To do »
Format every line of the listing below as a Markdown table with two columns, No and Line, numbering the rows and skipping any blank lines. Leave the pictures out of your answer.

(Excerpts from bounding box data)
○ ○ ○ ○ ○ ○ ○
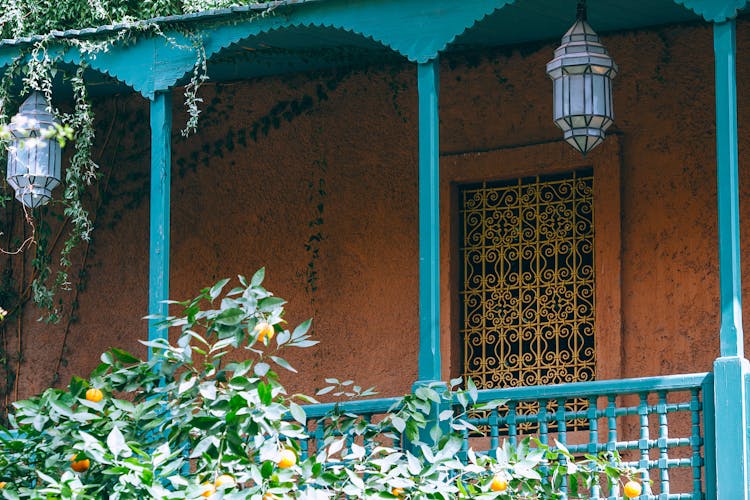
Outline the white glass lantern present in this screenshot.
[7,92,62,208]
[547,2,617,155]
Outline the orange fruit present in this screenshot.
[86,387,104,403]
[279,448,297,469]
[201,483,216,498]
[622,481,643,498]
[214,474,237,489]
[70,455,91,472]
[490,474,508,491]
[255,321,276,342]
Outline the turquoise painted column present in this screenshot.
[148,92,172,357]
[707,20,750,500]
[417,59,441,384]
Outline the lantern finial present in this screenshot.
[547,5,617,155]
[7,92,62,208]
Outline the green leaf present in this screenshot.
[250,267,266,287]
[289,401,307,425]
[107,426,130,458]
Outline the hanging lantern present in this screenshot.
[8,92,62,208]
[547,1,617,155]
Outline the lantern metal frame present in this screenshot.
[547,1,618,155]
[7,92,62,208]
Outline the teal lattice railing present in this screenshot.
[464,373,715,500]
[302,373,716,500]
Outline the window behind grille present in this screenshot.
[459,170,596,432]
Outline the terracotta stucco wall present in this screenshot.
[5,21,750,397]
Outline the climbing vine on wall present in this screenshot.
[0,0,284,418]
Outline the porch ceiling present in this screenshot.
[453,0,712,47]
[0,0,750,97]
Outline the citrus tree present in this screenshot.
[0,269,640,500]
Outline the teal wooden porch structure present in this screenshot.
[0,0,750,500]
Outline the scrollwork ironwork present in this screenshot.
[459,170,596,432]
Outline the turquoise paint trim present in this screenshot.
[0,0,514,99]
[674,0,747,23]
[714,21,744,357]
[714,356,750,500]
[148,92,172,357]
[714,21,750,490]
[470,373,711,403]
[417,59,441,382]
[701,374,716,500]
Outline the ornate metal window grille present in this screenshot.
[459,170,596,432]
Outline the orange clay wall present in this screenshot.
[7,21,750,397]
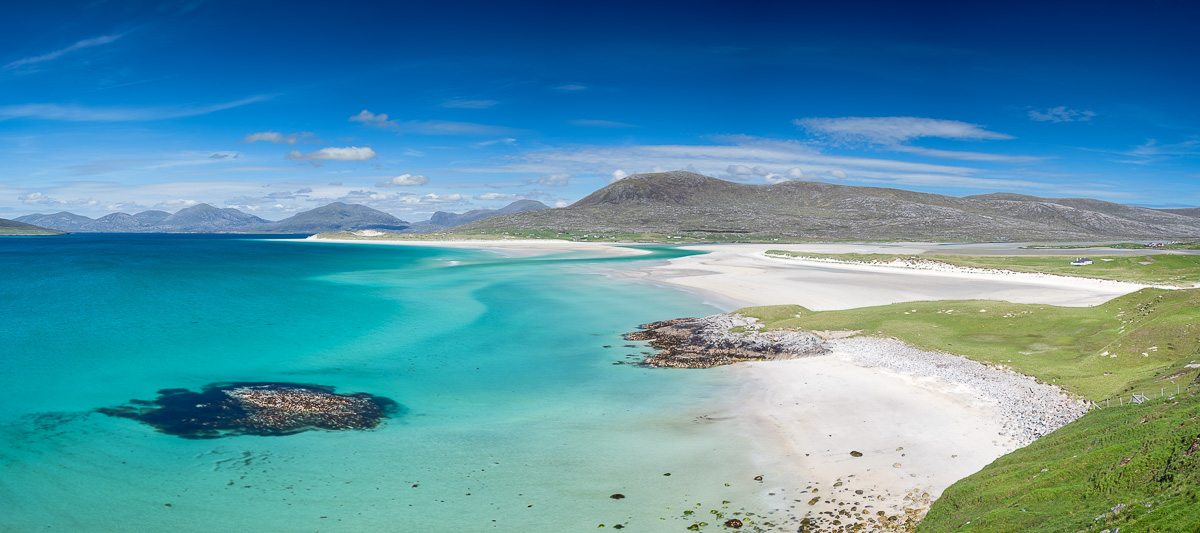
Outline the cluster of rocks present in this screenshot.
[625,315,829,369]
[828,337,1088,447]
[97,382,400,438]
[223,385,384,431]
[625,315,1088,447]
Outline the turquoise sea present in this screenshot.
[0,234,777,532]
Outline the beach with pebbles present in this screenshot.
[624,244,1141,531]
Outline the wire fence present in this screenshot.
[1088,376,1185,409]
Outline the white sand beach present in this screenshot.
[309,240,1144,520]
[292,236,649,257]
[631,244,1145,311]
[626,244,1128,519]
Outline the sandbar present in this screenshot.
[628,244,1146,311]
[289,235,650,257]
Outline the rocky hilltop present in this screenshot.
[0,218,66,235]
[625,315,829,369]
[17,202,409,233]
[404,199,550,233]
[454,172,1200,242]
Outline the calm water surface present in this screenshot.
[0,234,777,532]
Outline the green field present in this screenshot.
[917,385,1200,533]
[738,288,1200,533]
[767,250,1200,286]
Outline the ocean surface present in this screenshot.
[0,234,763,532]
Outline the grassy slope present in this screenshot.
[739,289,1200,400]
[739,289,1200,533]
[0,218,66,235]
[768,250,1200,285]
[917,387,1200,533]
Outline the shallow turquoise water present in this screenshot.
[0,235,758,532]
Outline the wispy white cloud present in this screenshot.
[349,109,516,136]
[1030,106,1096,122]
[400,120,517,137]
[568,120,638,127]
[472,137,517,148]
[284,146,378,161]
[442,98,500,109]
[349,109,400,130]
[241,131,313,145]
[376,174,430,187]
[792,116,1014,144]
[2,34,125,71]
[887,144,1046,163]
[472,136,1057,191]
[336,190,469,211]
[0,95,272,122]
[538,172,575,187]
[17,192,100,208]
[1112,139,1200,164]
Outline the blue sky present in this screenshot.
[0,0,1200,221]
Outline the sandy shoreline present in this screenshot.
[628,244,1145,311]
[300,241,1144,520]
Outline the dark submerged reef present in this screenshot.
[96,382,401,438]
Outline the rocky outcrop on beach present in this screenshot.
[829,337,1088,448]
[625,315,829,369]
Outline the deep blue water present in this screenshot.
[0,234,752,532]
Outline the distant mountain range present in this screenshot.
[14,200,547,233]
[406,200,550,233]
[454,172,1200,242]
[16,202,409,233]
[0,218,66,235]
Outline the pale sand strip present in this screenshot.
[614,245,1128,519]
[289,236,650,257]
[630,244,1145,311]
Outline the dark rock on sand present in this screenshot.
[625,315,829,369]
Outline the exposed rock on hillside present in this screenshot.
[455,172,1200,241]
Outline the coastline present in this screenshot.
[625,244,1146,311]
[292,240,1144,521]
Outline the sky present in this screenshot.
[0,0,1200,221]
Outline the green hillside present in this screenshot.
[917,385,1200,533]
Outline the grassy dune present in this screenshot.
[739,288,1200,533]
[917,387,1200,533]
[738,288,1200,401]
○ ○ ○ ○ ○ ○ ○
Task output »
| No | Line |
|---|---|
| 1 | Outline the white glass lantern present in this screenshot. |
| 2 | [7,92,62,208] |
| 3 | [547,2,617,155] |
| 4 | Outline the orange fruit present in this screenshot. |
| 5 | [86,387,104,403] |
| 6 | [279,448,297,469] |
| 7 | [201,483,216,498] |
| 8 | [622,481,643,498] |
| 9 | [214,474,237,489] |
| 10 | [70,455,91,472] |
| 11 | [490,474,508,491] |
| 12 | [255,321,276,342] |
| 13 | Outline the turquoise painted column present in this screenshot. |
| 14 | [148,92,172,357] |
| 15 | [707,20,750,500] |
| 16 | [417,59,441,384] |
| 17 | Outline the lantern finial present in this screenshot. |
| 18 | [547,5,617,155] |
| 19 | [7,92,62,208] |
| 20 | Outline the green leaf present in this screenshot. |
| 21 | [250,267,266,287] |
| 22 | [289,401,307,425] |
| 23 | [107,426,130,458] |
| 24 | Outline the hanging lantern present in this screenshot. |
| 25 | [8,92,62,208] |
| 26 | [547,1,617,155] |
| 27 | Outline the lantern metal frame present in this screenshot. |
| 28 | [547,1,618,155] |
| 29 | [7,92,62,208] |
| 30 | Outline the teal lattice railing present in this screenshot. |
| 31 | [464,373,715,500] |
| 32 | [302,373,716,500] |
| 33 | Outline the window behind grille present in this screenshot. |
| 34 | [459,170,596,432] |
| 35 | Outline the terracotta stucco wall present in this screenshot. |
| 36 | [5,21,750,397] |
| 37 | Outline the climbing vine on wall present in this screenshot. |
| 38 | [0,0,284,418] |
| 39 | Outline the porch ceiling present in this screenshot. |
| 40 | [453,0,712,47] |
| 41 | [0,0,750,97] |
| 42 | Outline the citrus tree present in this screenshot. |
| 43 | [0,269,640,500] |
| 44 | Outline the teal wooden porch structure present in this screenshot. |
| 45 | [0,0,750,500] |
| 46 | Outline the scrollwork ironwork present in this screenshot. |
| 47 | [459,170,596,432] |
| 48 | Outline the turquoise paint trim present in this screenshot. |
| 49 | [0,0,514,99] |
| 50 | [674,0,747,23] |
| 51 | [714,21,744,357] |
| 52 | [714,356,750,500] |
| 53 | [148,92,172,357] |
| 54 | [714,21,750,490] |
| 55 | [470,373,711,403] |
| 56 | [417,59,441,382] |
| 57 | [701,374,716,500] |
| 58 | Outline the ornate metal window grille present in this screenshot. |
| 59 | [459,170,596,432] |
| 60 | Outline the orange clay wall present in this screenshot. |
| 61 | [7,21,750,397] |
| 62 | Outline the cluster of rocks present in this screenshot. |
| 63 | [625,315,829,369] |
| 64 | [828,337,1088,447] |
| 65 | [97,382,400,438] |
| 66 | [223,385,384,431] |
| 67 | [625,315,1088,447] |
| 68 | Outline the turquoise sea present in this screenshot. |
| 69 | [0,234,777,532] |
| 70 | Outline the beach with pebbles present in this screenshot. |
| 71 | [624,244,1141,531] |
| 72 | Outline the wire fence present in this screenshot. |
| 73 | [1088,376,1185,409] |
| 74 | Outline the white sand beach present in this screenshot. |
| 75 | [309,240,1144,520] |
| 76 | [292,236,649,257] |
| 77 | [631,244,1145,311] |
| 78 | [626,244,1128,519] |
| 79 | Outline the sandbar present in this screenshot. |
| 80 | [628,244,1146,311] |
| 81 | [289,235,650,257] |
| 82 | Outline the rocky hilltop present in this screenshot. |
| 83 | [0,218,66,235] |
| 84 | [625,315,829,369] |
| 85 | [17,202,409,233] |
| 86 | [404,199,550,233] |
| 87 | [454,172,1200,242] |
| 88 | Outline the calm water surface present in this screenshot. |
| 89 | [0,234,777,532] |
| 90 | Outline the green field present in this screenshot. |
| 91 | [917,385,1200,533] |
| 92 | [738,288,1200,533] |
| 93 | [767,250,1200,286] |
| 94 | Outline the ocean surface present in this screenshot. |
| 95 | [0,234,763,532] |
| 96 | Outline the grassy slope present in this screenshot. |
| 97 | [739,289,1200,400] |
| 98 | [739,289,1200,533] |
| 99 | [0,218,66,235] |
| 100 | [768,250,1200,285] |
| 101 | [917,387,1200,533] |
| 102 | Outline the shallow turquoise water present in this screenshot. |
| 103 | [0,235,758,532] |
| 104 | Outline the wispy white cloud present in this screenshot. |
| 105 | [349,109,516,136] |
| 106 | [1030,106,1096,122] |
| 107 | [400,120,517,137] |
| 108 | [568,120,638,127] |
| 109 | [472,137,517,148] |
| 110 | [284,146,378,161] |
| 111 | [442,98,500,109] |
| 112 | [349,109,400,130] |
| 113 | [241,131,313,145] |
| 114 | [376,174,430,187] |
| 115 | [792,116,1014,144] |
| 116 | [2,34,125,71] |
| 117 | [887,144,1046,163] |
| 118 | [472,136,1057,191] |
| 119 | [336,190,469,211] |
| 120 | [0,95,272,122] |
| 121 | [538,172,575,187] |
| 122 | [17,192,100,208] |
| 123 | [1112,139,1200,164] |
| 124 | Outline the blue sky present in this screenshot. |
| 125 | [0,0,1200,221] |
| 126 | Outline the sandy shoreline present in this screenshot. |
| 127 | [628,244,1145,311] |
| 128 | [300,241,1144,520] |
| 129 | Outline the dark submerged reef present in this screenshot. |
| 130 | [96,382,401,438] |
| 131 | Outline the rocky outcrop on beach present in this screenshot. |
| 132 | [829,337,1088,448] |
| 133 | [625,315,829,369] |
| 134 | Outline the deep blue water present in this screenshot. |
| 135 | [0,234,752,532] |
| 136 | Outline the distant mountain range present in this screenshot. |
| 137 | [14,200,547,233] |
| 138 | [406,200,550,233] |
| 139 | [454,172,1200,242] |
| 140 | [16,202,409,233] |
| 141 | [0,218,66,235] |
| 142 | Outline the pale sand strip present in this screenshot. |
| 143 | [614,245,1128,519] |
| 144 | [289,236,650,257] |
| 145 | [630,244,1145,311] |
| 146 | Outline the dark rock on sand present in this screenshot. |
| 147 | [625,315,829,369] |
| 148 | Outline the exposed rock on hillside present in this screenshot. |
| 149 | [455,172,1200,241] |
| 150 | Outline the coastline present in this screenshot. |
| 151 | [625,244,1146,311] |
| 152 | [292,240,1144,521] |
| 153 | Outline the sky present in this screenshot. |
| 154 | [0,0,1200,221] |
| 155 | Outline the green hillside present in this screenshot. |
| 156 | [917,385,1200,533] |
| 157 | Outline the grassy dune present in this screenshot. |
| 158 | [739,288,1200,533] |
| 159 | [917,387,1200,533] |
| 160 | [738,288,1200,401] |